__YOUR GOAL__
Isolate every line in the data with the string "would" and copy it.

__PROVIDED DATA__
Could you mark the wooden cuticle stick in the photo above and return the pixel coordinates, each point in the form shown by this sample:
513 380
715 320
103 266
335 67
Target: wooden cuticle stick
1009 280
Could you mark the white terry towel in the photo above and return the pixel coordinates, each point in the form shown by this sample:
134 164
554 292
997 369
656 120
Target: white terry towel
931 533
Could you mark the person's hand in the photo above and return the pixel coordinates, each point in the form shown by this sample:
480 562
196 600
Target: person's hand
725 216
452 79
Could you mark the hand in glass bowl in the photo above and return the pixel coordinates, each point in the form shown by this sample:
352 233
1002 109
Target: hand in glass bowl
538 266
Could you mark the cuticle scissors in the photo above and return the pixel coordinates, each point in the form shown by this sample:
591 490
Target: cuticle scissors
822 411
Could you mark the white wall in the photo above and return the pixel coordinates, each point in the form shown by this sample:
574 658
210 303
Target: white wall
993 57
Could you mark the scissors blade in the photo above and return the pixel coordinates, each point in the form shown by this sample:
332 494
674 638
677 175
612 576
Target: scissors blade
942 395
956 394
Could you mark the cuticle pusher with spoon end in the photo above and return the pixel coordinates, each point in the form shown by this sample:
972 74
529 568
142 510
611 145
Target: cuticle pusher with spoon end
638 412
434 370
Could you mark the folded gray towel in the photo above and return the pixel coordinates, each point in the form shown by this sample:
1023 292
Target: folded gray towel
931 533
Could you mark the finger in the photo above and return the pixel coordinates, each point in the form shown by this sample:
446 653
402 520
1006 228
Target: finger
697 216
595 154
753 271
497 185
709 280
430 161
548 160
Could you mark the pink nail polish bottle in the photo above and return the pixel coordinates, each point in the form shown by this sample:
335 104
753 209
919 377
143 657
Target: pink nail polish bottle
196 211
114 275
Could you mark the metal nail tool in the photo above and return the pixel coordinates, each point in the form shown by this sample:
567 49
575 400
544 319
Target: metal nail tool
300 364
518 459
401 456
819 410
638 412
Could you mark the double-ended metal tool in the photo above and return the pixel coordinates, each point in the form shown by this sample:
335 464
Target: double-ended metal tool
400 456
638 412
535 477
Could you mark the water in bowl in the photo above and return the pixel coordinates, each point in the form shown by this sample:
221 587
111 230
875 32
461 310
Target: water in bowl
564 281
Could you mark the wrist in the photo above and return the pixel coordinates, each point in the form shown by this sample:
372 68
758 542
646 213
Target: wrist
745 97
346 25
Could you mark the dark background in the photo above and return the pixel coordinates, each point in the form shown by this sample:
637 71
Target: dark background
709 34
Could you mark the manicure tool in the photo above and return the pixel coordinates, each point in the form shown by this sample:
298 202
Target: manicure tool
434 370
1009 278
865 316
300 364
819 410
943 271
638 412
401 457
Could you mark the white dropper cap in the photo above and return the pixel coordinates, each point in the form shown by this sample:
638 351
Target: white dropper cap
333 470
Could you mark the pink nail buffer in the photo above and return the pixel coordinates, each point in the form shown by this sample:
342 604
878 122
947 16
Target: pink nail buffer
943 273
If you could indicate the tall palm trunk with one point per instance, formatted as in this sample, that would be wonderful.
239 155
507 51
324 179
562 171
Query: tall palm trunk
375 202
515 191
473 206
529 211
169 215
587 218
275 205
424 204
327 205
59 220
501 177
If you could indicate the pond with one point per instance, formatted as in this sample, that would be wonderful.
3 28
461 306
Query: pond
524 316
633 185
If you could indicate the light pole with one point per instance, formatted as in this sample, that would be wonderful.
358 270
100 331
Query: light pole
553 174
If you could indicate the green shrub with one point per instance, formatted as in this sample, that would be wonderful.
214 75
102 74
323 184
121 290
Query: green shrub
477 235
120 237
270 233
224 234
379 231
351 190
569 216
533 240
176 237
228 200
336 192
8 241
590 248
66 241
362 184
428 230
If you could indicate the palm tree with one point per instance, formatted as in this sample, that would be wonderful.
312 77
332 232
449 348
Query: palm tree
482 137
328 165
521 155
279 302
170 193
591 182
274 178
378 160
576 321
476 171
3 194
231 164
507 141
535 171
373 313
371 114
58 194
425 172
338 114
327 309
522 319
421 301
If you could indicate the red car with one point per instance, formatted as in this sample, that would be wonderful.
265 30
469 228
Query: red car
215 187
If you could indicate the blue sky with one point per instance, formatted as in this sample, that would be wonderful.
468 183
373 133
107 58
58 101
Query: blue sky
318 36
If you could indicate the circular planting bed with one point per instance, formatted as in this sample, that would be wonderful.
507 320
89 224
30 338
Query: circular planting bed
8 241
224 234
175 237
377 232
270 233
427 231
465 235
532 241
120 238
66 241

__TASK RESULT__
If you could indicate the tall palm trunk with one point per instance, formatted as in this sample, that would be wonderful.
If you could indicate the pond with one point per instance, formatted as in this sample, that would be wonderful.
If you could indicate the light pole with one point per instance, formatted as in this sample, that would be wonderful.
If you could indicate the green shrub with one point per instance, formatted as in this sample, that would be wonderful.
If you could indicate the palm tree with one point per instance, formatted as in this sample, that would be wonderful.
If you could indicate the red car with one point per instance, formatted as in this sample, that would be wonderful.
If you could indicate the blue sky with one point per instance, formatted as in this sample, that would be wonderful.
If you could indicate the circular planting bed with one point per instance, formatted as in this sample, that would be wonderful.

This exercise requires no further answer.